Your answer must contain only the lines from the one containing "Need: for every instance of the green tree, a" through the end of the entries below, reproduced character for character.

※ ※ ※

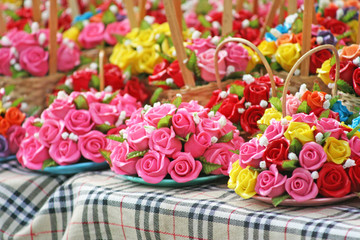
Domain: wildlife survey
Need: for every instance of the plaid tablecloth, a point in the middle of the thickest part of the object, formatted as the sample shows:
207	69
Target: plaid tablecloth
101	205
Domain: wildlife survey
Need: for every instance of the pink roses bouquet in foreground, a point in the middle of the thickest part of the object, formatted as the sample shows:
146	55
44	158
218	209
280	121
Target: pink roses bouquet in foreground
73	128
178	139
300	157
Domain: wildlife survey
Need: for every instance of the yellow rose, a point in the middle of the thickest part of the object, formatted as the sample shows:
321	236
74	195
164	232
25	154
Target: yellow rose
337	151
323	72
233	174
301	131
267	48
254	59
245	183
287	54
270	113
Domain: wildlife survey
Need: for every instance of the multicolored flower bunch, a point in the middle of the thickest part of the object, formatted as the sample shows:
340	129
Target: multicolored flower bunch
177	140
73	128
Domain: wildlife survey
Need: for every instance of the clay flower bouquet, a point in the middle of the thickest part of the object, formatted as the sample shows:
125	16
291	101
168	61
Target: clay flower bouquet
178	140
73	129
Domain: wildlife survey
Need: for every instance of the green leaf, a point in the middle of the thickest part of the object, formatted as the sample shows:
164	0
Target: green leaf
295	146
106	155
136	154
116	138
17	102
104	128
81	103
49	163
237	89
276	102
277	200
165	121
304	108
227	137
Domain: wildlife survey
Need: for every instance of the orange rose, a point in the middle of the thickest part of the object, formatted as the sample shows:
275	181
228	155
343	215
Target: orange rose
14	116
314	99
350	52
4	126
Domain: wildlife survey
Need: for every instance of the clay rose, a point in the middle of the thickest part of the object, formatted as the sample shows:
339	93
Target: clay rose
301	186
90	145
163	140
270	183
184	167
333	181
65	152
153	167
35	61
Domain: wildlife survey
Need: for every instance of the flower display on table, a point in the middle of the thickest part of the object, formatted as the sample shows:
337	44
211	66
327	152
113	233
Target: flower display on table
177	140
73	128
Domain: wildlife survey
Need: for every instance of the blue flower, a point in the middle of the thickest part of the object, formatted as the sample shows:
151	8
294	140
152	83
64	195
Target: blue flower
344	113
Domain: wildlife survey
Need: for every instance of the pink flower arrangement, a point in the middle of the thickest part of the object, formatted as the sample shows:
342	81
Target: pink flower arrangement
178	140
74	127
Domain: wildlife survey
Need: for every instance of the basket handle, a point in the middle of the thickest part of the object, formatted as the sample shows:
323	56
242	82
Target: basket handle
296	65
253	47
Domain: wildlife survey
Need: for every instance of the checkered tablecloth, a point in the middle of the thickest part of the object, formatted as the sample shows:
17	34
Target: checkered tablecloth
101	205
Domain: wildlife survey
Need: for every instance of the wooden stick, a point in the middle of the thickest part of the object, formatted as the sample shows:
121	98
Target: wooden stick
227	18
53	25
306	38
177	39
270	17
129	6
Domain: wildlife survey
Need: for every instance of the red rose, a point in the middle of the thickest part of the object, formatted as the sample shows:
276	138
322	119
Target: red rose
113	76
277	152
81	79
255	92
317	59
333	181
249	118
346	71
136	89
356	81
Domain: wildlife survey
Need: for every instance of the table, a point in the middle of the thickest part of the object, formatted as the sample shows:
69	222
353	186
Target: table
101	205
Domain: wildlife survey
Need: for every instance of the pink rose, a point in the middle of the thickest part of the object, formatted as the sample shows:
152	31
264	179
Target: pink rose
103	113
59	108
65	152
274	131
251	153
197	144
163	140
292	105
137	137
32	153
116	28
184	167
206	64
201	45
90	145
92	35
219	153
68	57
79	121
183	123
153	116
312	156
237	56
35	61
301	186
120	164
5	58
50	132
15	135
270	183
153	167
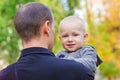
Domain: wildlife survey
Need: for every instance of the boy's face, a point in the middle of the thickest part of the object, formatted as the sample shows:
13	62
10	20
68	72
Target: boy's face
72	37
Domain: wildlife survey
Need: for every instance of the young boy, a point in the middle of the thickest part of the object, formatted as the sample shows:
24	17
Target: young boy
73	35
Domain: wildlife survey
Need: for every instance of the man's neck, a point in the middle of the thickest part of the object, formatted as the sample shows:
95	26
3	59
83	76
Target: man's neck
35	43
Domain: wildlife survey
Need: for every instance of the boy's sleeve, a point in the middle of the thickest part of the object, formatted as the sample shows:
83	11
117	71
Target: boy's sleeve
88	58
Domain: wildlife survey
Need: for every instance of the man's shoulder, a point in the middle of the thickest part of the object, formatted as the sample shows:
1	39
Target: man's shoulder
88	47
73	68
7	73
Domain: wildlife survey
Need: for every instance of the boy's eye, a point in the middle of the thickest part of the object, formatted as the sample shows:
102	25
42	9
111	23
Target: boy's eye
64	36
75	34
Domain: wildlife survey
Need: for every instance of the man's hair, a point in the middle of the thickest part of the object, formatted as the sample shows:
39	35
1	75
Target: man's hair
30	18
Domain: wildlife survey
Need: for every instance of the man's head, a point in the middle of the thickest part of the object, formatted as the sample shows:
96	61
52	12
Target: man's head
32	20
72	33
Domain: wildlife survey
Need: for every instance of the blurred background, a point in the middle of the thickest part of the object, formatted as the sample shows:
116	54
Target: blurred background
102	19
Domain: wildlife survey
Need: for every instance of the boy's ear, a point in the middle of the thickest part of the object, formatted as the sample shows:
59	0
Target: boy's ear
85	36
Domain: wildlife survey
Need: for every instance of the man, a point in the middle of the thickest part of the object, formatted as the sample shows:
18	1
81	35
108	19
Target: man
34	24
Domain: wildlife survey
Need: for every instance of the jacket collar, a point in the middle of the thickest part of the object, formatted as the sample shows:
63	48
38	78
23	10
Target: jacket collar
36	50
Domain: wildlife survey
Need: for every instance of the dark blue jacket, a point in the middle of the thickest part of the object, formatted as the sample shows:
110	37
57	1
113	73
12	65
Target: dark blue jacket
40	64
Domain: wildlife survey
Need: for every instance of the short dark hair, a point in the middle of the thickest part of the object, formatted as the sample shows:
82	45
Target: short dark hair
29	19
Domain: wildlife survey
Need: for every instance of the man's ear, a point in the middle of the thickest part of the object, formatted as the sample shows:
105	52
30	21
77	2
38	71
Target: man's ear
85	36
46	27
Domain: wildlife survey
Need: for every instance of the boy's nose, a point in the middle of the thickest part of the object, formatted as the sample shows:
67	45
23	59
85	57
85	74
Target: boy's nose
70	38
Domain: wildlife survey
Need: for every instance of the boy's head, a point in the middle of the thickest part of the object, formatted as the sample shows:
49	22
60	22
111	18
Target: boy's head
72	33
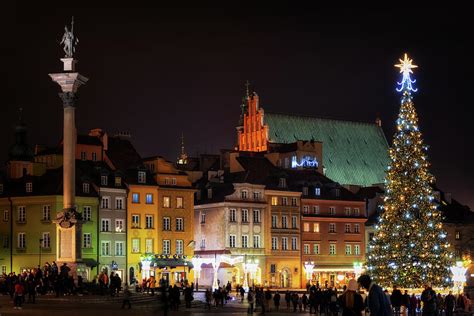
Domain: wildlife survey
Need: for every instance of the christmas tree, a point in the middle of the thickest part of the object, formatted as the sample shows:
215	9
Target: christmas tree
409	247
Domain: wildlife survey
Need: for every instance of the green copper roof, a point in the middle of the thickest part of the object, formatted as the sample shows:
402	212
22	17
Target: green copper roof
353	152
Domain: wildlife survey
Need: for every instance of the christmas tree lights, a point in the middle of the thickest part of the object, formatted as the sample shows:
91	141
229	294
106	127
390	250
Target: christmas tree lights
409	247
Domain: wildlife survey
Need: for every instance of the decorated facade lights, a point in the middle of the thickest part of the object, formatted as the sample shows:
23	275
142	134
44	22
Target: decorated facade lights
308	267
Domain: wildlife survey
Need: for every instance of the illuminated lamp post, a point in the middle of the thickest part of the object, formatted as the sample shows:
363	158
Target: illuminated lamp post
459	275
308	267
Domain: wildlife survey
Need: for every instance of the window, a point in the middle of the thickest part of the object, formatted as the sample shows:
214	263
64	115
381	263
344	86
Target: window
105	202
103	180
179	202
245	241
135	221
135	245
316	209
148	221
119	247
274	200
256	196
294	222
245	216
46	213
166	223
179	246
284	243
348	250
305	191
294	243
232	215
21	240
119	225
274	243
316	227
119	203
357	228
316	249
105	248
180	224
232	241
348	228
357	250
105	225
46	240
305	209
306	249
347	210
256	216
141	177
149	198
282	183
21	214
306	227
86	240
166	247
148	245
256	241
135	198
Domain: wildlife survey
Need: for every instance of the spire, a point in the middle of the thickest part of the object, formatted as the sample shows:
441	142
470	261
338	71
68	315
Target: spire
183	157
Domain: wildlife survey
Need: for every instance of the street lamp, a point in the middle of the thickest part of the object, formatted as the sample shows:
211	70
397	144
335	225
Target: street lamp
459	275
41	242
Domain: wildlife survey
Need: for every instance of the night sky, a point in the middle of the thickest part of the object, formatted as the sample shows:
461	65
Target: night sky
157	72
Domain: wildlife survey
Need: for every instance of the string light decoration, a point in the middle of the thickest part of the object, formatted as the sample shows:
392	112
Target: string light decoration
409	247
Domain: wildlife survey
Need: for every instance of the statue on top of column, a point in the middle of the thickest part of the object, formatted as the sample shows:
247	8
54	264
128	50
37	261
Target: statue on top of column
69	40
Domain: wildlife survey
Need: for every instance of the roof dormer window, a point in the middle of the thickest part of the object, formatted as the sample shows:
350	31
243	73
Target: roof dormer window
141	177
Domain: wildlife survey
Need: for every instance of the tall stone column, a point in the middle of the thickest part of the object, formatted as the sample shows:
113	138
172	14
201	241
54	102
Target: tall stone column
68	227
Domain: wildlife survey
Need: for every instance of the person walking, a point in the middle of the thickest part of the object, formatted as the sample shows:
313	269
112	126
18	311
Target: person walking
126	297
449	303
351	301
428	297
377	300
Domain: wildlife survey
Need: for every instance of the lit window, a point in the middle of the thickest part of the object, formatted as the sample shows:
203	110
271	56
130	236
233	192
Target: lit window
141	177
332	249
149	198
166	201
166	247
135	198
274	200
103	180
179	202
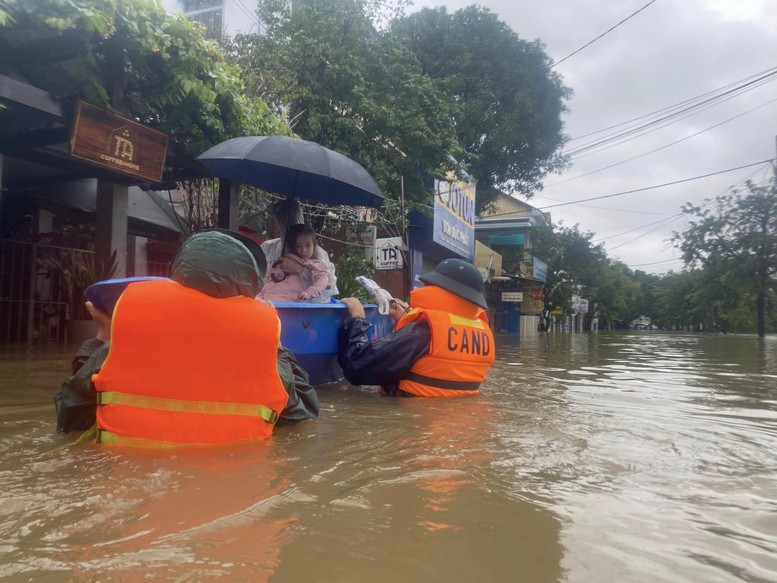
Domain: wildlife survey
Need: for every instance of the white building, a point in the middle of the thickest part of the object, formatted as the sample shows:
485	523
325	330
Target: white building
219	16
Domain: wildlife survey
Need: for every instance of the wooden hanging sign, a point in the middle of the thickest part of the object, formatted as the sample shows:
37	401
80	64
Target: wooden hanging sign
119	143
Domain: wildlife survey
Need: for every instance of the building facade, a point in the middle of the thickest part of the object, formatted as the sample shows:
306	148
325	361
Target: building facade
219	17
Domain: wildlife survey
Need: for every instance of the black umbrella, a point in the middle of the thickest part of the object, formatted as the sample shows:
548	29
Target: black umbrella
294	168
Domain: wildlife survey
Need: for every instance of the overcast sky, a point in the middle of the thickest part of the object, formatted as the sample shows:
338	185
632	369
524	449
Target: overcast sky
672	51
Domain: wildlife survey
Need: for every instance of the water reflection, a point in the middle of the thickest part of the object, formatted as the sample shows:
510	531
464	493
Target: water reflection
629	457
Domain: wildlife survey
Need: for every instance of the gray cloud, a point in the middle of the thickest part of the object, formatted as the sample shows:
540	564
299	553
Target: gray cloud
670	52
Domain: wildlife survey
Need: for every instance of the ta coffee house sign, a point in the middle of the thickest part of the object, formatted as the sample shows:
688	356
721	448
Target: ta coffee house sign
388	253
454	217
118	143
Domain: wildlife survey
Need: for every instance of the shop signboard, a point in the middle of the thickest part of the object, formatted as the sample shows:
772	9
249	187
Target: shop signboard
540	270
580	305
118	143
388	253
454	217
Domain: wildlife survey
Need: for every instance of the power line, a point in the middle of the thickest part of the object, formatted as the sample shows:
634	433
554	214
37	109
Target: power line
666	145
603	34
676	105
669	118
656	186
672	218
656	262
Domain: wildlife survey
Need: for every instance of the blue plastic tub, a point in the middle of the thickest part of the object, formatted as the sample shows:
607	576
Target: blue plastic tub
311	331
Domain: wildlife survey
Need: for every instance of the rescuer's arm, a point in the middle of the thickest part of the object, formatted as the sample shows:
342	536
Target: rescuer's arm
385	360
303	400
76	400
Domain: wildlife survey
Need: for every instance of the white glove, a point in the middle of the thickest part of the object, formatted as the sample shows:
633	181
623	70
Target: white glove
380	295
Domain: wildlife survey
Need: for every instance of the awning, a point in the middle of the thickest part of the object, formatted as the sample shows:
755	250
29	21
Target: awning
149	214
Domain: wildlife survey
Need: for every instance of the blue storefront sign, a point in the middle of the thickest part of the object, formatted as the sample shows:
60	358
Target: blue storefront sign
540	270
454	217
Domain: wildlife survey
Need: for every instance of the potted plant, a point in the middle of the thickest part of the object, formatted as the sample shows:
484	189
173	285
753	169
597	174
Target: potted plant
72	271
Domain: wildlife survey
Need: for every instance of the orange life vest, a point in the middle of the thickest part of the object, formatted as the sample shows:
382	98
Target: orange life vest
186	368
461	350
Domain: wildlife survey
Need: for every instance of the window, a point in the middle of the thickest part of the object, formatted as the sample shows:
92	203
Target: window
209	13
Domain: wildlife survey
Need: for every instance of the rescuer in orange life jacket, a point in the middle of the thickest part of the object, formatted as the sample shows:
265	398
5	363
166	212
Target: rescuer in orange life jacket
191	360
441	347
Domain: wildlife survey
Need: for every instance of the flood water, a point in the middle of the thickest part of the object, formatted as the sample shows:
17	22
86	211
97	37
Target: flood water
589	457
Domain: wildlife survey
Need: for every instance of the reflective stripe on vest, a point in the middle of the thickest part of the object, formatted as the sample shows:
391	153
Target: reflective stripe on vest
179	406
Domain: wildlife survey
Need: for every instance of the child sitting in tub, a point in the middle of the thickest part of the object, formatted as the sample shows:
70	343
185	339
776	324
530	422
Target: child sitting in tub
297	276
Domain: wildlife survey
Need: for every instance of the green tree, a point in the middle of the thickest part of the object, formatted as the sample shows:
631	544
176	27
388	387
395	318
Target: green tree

※ ※ ※

### Result of the task
Need: for every instance of the green tree, a point in the middle of the thickest part of the object, formatted as the sample shows:
631	544
176	27
388	387
395	318
Target: green tree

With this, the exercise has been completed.